**本文抜粋:**
────────

というのは、私は今年58歳になりましたが、校長先生ってのはだいたいにしてアガリのポジションですから、私もサラリーマンをやっていたら、つまりはそろそろアガリでございますので、多分同年代だろうなあと思ったから。

世間的には58歳って結構なおっさん、ていうかおじいさんの入口に立っているのですが、自分ではまだまだと思っている人がほとんどで、そういう人たちの集団って、他人ごとではありませんから興味があったのです。

 

そうして、小さな会場に約20名の校長先生方。

ここにいる人たちが全員校長先生だと考えると、軽いめまいというか吐き気がするわけですが、興味があったんで聞いてみたんです。

「昭和35年生まれの人、いらっしゃいますか?」って。

そしたら、7~8名の方が手を挙げられました。

 

ほらね。

やっぱりそうだ。

その7~8名以外の方は、多分、33年、34年、36年とそのあたりの生まれなんだろうなあ。

つまりみんな同世代。

サラリーマンのアガリのポジションは、やっぱりこういう人たちなんです。

 

私は、「学校の先生が嫌いで、公務員が嫌いです。」と宣言していますから、遠慮しないで何でも言うことにしてます。

まして、それでもいいから私に会いたいとおっしゃってくれる皆様というのは、勉強熱心で向上心が旺盛な方々でしょうから、私もできるだけ協力しなければならないという使命感もありますし。

お相手の先生方は私より優秀な皆様方ですから、私が好き勝手を論じているのを「おもろいやつ」と見てくれたのか、質問が出たんです。

 

「外から見た、公立高校の現状って、どう見えますか?」

 

う~ん、そういうことには触れないでおこうと思っていたんですが、質問されてしまったからには答えなければなりません。

それも真摯に。

まして、このところ我が家の夫婦の会話でもちきりなのは高校野球の選抜戦。

うちのカミさんに言わせると、「毎年同じような私立高校が出てくるのが面白くない。」というのが持論。

だから、こう言いました。

 

「今、高校野球の選抜が行われているけど、公立高校は勝てませんねえ。」

どうしてですかね。

「少子化で学校が廃校になる傾向がありますが、廃校になるのは公立高校ばかりで、私立高校はほとんど廃校になりませんよね。」

どうしてでしょうか。

いすみ鉄道沿線でも、少ない子供たちを、私立高校がバスを回してさらっていく。

だったら公立高校もバスを回してさらってくれば良いじゃないですか。

「でも、できませんよね。」

どうしてですか。

 

その答えは、公務員だからです。

私立高校だったら、校長先生と理事長先生が相談して方針がすぐ決まる。

だけど、公務員はそうはいかないんです。

それは、校長先生にそういう規則や方針を変えるという決定的な権限が与えられていないからです。

 

公務員というのはそういうシステムになっていて、つまりは現場の最高責任者である校長先生に決定権がない。

でも、私立高校の校長先生は決定できる。

この差なんです。

────────

**データ項目:**
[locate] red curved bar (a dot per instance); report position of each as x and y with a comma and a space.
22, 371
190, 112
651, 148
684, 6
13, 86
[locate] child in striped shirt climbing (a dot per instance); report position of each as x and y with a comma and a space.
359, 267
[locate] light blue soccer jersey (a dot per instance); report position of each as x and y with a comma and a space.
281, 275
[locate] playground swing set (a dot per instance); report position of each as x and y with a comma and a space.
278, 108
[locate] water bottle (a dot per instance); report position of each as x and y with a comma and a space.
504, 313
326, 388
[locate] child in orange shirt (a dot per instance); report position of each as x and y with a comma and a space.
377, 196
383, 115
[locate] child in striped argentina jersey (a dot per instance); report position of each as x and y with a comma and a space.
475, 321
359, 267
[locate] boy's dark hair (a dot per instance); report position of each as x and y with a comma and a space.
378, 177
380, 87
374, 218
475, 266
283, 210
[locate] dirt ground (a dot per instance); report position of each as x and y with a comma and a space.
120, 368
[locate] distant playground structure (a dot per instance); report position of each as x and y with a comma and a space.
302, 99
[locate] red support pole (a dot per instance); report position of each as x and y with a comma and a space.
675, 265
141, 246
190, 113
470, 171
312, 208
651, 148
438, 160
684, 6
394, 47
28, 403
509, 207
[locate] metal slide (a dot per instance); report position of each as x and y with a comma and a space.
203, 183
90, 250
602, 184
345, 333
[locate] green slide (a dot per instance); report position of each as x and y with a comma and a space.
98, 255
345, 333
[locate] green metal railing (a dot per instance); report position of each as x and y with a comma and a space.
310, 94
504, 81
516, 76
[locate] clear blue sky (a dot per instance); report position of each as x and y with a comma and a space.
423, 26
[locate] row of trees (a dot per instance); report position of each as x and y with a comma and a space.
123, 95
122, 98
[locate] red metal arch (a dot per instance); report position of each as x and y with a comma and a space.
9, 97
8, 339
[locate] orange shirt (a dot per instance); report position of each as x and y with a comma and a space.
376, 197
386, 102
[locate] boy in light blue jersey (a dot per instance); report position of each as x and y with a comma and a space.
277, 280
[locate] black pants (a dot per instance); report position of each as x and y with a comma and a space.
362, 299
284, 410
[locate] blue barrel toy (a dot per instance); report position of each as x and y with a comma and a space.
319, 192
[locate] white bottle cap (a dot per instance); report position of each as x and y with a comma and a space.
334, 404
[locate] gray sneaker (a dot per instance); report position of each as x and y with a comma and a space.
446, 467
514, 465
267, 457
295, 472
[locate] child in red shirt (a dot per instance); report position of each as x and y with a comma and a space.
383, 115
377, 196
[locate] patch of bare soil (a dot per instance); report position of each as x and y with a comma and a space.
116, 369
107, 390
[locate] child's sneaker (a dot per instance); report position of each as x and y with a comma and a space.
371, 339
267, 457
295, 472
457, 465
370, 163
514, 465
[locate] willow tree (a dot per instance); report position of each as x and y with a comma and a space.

────────

**設問:**
1) 抜粋を読み、次の問いに答えよ。
(a) 筆者は今年何歳になったか。
(b) 「昭和35年生まれの人」と聞かれて手を挙げたのは何名ほどか。
(c) 筆者のカミさんの持論は何か。
2) 抜粋のうち、「まして、それでもいいから私に」で始まり「れたのか、質問が出たんです。」で終わるまでの部分をそのまま引用せよ。

**解答:**
1)
(a) 58歳
(b) 7~8名
(c) 「毎年同じような私立高校が出てくるのが面白くない。」

2)
まして、それでもいいから私に会いたいとおっしゃってくれる皆様というのは、勉強熱心で向上心が旺盛な方々でしょうから、私もできるだけ協力しなければならないという使命感もありますし。

お相手の先生方は私より優秀な皆様方ですから、私が好き勝手を論じているのを「おもろいやつ」と見てくれたのか、質問が出たんです。